Historical Studies: Disciplines and Discourses
An International Conference on the History and Theory of Historical Studies
Central European University
Pasts, Inc. Center for Historical Studies
Budapest
October 21-24, 2004
Fifteen years after the fall of the Berlin Wall, it is time to assess the state of the art in the history and theory of historiography: Eastern Europe has replaced Communist tyranny with democracy, and much of it has joined the European Union; the Cold War and its associated ideological, cognitive, epistemological, symbolic geographical, geopolitical, metaphysical grand narratives are subsiding; new histories are being made, experienced, and written. Half a generation after 1989, while busy distancing the twentieth century, we need to reconsider theories, methods, paradigms, topics, canons, vulgates, clichés, and maybe even some of the basics of our trade.

» **Data records**:
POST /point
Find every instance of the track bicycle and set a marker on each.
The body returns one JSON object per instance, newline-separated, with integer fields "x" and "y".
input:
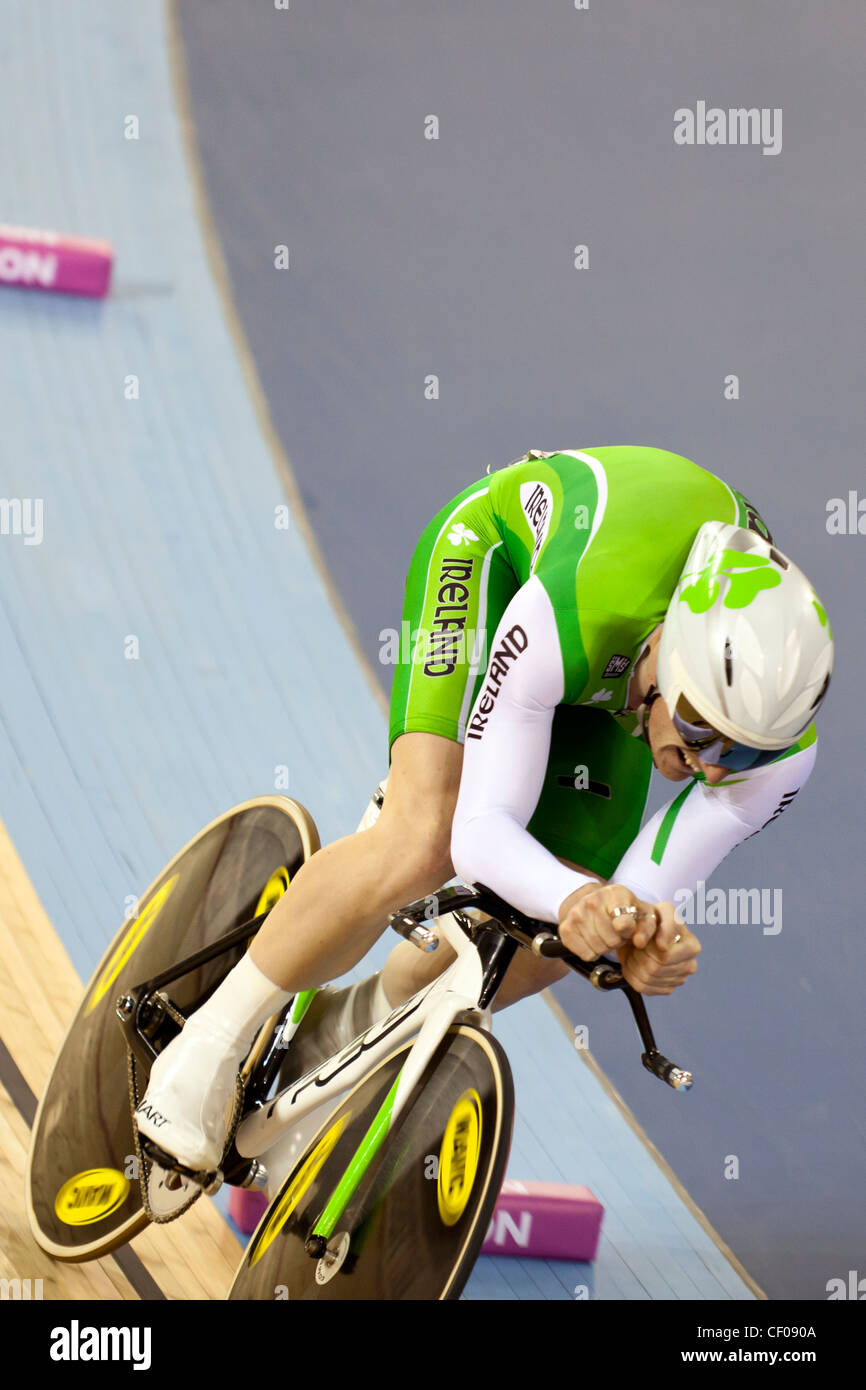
{"x": 382, "y": 1164}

» **Problems to work on**:
a - Answer these from the conference announcement:
(i) In which city is the conference held?
(ii) On what dates does it take place?
(iii) How many years after the fall of the Berlin Wall does it say the conference comes?
b - Go on with the conference announcement on historical studies, starting right after its last sentence.
The records have no connection to the conference announcement.

» **Per-task outputs**:
a -
(i) Budapest
(ii) October 21-24, 2004
(iii) Fifteen

b -
Less than one year before the 20th International Congress of Historical Sciences (Sydney, July 3-9, 2005), various particular and general visions of these basics ought to be examined in a global perspective. To do so, a major international conference is convened in Budapest, at Central European University (CEU: www.ceu.hu). The conference was initiated and is hosted by CEU’s Pasts, Inc. Center for Historical Studies (www.ceu.hu/pasts). Four related events will be integrated with the conference: (a) the first Jan Comenius Lectures on the Humanities, delivered by Hayden White from October 15th to October 19th; (b) the third meeting of the Regional Seminar on Recent History, devoted to the preparation of a collective volume on the historiography of Eastern Europe’s recent pasts (October 20); (c) a day of activities devoted to the discussion of “History Textbooks in the Public Sphere” (scholarly panel, opening of a textbook exhibition, public debate, concert) in the framework of the Day of French-German Friendship; (d) a workshop on “Representations of the Past: National Histories in Europe”, part of a larger research project funded by the European Science Foundation.
The conference, funded mainly by Pasts, Inc. Center for Historical Studies, is endorsed by the International Committee for Historical Sciences, and by the International Commission for the History and Theory of Historiography, with additional funding from the European Science Foundation, the Georg-Eckert-Institut für internationale Schulbuchforschung, and the Romanian Cultural Center in Budapest. On the basis of the proceedings, a series of collective volumes will be published in 2005 with CEU Press.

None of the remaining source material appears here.